→ **SOURCE TEXT**:
◇ ◇ ◇ ◇ ◇ ◇ ◇

How Do Neutrinos Enable Communication with Advanced Civilizations?

[roam]

Homework Statement

I need some help understanding the following problem:

A distant, advanced civilization wishes to make contact with us using neutrinos rather than photons as the transmitting medium to avoid problems of obscuration along the line of sight. Suppose they use an \bar{\nu_e} antineutrino beam to generate $W^-$ on Earth via the process

\bar{\nu_e} + e^- \to W^-​

Calculate the energy of the antineutrinos that would be required, in eV.

Homework Equations

The Attempt at a Solution

I'm not sure what concepts/equations are required here.

We have a modulated beams of antineutrino as information carriers that converts into electrons, resulting in the emission of a $W^-$ (or absorption of $W^+$). Does this mean an antineutrino must have at least an energy equal to the rest energy of an electron ($m_ec^2$)?

Any help is greatly appreciated.

 

[mfb]

I think the generated W's should be real.
If you have a neutrino with 511 keV of energy, and an electron, can they react to produce a (real) W?

Think of energy/momentum conservation.

 

[roam]

I think the generated W's should be real.
If you have a neutrino with 511 keV of energy, and an electron, can they react to produce a (real) W?

Think of energy/momentum conservation.

Thank you for your input.

So the e^- and the neutrino must have the same magnitude of energy? (I thought neutrinos do not interact with matter so that they would annihilate )

The energy/momentum conservation is $E_{\bar{\nu}} + E_{e^-} = E_{W^-}$. If the electron is at rest ($P_{e^-}=0$) the invariant becomes $E_{e^-} = m_{e^-} c^2 = 510.7 \ keV$.

Therefore for the 511 keV case we can produce a W boson. Is that right?

Also, I think the W's will be real not virtual, because in the following diagram I drew, the W^- has an external line coming out:

​

 

[spaderdabomb]

So you should just get E_{\bar{\nu}} = 80.4 GeV - 511keV, that is, if Wolfram is giving me the correct value for the W boson

 

[mfb]

So the e^- and the neutrino must have the same magnitude of energy?

No

(I thought neutrinos do not interact with matter so that they would annihilate )

They can be created, and the time-reversed process is always possible, too. It is just rare.

◇ ◇ ◇ ◇ ◇ ◇ ◇

→ **RECORD SET**:
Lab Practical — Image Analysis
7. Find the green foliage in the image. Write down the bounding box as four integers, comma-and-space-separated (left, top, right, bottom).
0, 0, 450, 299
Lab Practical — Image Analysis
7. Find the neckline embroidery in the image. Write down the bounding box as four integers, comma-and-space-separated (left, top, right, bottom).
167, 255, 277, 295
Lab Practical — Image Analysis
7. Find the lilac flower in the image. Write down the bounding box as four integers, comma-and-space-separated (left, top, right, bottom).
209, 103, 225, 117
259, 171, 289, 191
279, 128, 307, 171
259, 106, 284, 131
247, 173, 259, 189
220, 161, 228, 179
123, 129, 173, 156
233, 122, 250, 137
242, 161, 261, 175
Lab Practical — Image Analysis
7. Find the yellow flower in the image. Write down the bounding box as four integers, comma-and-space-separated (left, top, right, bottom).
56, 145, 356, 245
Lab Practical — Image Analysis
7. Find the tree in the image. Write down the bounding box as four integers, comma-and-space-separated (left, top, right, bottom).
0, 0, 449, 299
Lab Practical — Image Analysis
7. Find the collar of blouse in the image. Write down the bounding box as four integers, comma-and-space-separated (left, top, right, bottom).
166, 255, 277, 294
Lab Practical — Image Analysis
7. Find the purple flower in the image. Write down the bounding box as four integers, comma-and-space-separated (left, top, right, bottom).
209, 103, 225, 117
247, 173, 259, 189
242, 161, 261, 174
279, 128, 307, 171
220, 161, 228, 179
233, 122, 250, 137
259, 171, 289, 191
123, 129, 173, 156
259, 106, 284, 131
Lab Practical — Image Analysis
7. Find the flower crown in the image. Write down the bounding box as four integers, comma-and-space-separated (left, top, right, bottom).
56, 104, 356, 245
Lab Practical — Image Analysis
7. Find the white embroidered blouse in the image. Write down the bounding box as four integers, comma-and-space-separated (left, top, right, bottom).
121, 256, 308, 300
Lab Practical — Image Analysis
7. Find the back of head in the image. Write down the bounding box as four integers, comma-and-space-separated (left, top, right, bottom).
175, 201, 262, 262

◇ ◇ ◇ ◇ ◇ ◇ ◇

Please carry on the forum thread about producing W bosons with an antineutrino beam, picking up right after its last reply.

→ **RESULT OF THE TASK**:
The energy/momentum conservation is $E_{\bar{\nu}} + E_{e^-} = E_{W^-}$. If the electron is at rest ($P_{e^-}=0$) the invariant becomes $E_{e^-} = m_{e^-} c^2 = 510.7 \ keV$.

That is a good approach, but 4-momenta would be even better here.

Therefore for the 511 keV case we can produce a W boson. Is that right?

No. How did you get that conclusion?

With an electron at rest (511 keV) and a neutrino of 511 keV, your total energy is just ~1MeV. How should that give a W-boson of ~80 GeV, even without its kinetic energy?@spaderdabomb: That is wrong, the produced W-boson will not be at rest. In addition, please do not (try to) post full solutions to homework problems.

 

[spaderdabomb]

I don't see how I put was incorrect. I mean, energy must be conserved. The kinetic energy plus the rest mass energy of the incoming neutrinos, plus the rest mass energy of the electron it collides with must be equal to or greater than the rest mass energy of the W boson.

 

[mfb]

I mean, energy must be conserved.

Sure, but momentum has to be conserved, too.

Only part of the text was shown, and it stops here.